→ **STATED TASK**
Retype the data, beginning at its first line and ending with the line that contains "top-left (12, 36), bottom-right (157, 73)", with both of those lines included.

→ **DATA FOR THIS EXERCISE**
▬▬▬▬▬▬

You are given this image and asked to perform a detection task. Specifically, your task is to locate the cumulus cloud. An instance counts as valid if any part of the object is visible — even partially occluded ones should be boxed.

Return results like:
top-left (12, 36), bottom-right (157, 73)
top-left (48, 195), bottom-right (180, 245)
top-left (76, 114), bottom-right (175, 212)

▬▬▬▬▬▬

→ **EXERCISE SOLUTION**
You are given this image and asked to perform a detection task. Specifically, your task is to locate the cumulus cloud. An instance counts as valid if any part of the object is visible — even partially occluded ones should be boxed.

Return results like:
top-left (12, 36), bottom-right (157, 73)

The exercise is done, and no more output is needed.